Page.
▼

EX-3.17 16 d622912dex317.htm CERTIFICATE OF INCORPORATION OF APERGY USA, INC. Certificate of Incorporation of Apergy USA, Inc.

Exhibit 3.17

CERTIFICATE OF INCORPORATION

OF

WELLSITE USA, INC.

FIRST: The name of the Corporation is Wellsite USA, Inc. (hereinafter the “Corporation”).

SECOND: The address of the registered office of the Corporation in the State of Delaware is 1209 Orange Street, in the City of Wilmington, County of New Castle, 19801. The name of its registered agent at that address is Corporation Trust Company.

THIRD: The purpose of the Corporation is to engage in any lawful act or activity for which a corporation may be organized under the General Corporation Law of the State of Delaware as set forth in Title 8 of the Delaware Code (the “GCL”).

FOURTH: The total number of shares of stock which the Corporation shall have authority to issue is one thousand (1,000) of which the Corporation shall have authority to issue nine hundred (900) shares of Common Stock, each having a par value of one cent ($0.01), and one hundred (100) shares of Preferred Stock, each having a par value of one cent ($0.01).

▲

Task description.
Transcribe the stretch of the certificate of incorporation from "SECOND: The address" through "Corporation Trust Company." word for word.

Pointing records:
▼

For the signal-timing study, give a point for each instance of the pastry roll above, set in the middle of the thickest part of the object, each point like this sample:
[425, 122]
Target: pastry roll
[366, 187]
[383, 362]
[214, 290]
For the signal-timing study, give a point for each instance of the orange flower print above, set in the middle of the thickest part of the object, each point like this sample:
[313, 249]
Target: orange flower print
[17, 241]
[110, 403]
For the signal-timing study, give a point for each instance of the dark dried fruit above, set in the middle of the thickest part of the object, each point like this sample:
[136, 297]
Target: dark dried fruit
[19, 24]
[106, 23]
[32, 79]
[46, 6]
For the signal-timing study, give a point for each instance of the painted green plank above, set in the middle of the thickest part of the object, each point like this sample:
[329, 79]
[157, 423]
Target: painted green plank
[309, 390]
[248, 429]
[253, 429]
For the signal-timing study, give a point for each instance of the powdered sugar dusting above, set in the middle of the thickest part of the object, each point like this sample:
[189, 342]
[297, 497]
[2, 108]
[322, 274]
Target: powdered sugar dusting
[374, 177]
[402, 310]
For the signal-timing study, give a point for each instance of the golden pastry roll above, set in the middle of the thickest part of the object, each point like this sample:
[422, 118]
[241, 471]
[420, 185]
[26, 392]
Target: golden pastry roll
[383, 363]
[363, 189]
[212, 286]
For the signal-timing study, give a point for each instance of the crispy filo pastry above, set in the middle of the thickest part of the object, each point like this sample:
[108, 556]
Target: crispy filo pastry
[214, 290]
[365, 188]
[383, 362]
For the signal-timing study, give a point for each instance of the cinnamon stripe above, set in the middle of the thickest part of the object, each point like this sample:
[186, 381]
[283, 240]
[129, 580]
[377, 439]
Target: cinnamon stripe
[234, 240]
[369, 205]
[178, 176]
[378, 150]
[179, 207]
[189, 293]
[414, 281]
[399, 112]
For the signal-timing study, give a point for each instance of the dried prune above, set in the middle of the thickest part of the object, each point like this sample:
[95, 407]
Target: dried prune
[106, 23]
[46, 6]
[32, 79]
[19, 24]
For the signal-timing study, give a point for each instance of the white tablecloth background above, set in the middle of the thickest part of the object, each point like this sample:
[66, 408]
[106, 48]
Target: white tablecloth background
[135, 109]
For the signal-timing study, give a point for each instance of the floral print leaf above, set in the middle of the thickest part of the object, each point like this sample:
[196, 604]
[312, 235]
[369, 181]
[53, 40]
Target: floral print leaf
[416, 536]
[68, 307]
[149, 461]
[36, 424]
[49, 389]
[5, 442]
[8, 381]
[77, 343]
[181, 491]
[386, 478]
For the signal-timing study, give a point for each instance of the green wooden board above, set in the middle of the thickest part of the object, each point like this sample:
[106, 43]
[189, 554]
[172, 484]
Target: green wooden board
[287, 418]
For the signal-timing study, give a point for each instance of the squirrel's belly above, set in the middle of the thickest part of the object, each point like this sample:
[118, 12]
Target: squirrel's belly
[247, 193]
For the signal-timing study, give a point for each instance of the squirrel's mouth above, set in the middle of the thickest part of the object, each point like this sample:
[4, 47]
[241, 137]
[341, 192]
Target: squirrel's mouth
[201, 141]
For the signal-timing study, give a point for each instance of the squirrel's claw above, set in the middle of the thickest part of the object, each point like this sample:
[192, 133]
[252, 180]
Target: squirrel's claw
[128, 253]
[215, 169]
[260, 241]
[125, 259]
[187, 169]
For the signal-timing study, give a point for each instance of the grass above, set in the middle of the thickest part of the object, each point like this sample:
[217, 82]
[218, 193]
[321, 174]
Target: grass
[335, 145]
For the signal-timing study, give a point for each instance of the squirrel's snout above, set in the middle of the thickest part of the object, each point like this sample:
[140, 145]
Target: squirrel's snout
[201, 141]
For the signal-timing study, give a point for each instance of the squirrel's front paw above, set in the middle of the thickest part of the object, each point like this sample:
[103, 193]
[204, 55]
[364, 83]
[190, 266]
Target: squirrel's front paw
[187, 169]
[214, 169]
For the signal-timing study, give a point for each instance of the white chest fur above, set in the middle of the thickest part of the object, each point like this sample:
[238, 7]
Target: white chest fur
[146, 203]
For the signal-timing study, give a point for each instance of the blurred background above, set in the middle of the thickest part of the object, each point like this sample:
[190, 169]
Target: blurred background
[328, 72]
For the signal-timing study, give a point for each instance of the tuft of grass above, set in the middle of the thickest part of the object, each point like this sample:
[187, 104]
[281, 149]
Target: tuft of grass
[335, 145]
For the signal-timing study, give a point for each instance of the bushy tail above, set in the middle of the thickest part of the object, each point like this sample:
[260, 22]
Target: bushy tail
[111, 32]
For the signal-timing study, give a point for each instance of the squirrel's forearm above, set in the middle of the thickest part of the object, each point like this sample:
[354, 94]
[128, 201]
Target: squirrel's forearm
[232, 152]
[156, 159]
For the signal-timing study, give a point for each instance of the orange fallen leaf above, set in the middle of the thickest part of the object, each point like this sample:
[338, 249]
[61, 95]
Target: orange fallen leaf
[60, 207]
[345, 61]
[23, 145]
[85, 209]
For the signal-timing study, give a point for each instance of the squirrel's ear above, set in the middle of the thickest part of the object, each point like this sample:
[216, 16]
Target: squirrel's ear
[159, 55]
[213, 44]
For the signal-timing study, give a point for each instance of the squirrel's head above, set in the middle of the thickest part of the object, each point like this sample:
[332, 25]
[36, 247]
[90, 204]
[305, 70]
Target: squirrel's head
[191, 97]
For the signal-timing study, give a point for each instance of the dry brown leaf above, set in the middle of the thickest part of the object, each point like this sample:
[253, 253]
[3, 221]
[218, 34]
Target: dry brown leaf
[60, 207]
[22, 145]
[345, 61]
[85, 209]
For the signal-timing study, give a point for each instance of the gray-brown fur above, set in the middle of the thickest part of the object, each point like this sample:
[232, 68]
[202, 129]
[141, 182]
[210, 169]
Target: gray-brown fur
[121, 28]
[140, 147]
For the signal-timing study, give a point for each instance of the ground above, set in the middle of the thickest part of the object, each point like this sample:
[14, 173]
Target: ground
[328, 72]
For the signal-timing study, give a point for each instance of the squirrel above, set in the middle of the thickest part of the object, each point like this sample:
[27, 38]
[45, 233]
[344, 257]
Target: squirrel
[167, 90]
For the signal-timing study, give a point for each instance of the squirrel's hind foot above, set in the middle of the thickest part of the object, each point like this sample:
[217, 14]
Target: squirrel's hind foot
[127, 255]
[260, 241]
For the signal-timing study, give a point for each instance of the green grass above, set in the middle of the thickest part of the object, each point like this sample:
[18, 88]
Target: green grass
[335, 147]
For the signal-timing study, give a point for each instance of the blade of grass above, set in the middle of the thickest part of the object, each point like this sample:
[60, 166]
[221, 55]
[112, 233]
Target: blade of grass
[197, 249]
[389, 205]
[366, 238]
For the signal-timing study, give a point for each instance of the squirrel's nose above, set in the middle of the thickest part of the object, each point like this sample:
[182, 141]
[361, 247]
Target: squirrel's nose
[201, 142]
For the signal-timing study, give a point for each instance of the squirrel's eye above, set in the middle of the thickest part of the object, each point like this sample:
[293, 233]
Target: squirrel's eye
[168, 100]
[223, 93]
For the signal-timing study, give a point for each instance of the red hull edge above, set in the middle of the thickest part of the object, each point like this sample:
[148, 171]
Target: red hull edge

▲

Correct answer.
SECOND: The address of the registered office of the Corporation in the State of Delaware is 1209 Orange Street, in the City of Wilmington, County of New Castle, 19801. The name of its registered agent at that address is Corporation Trust Company.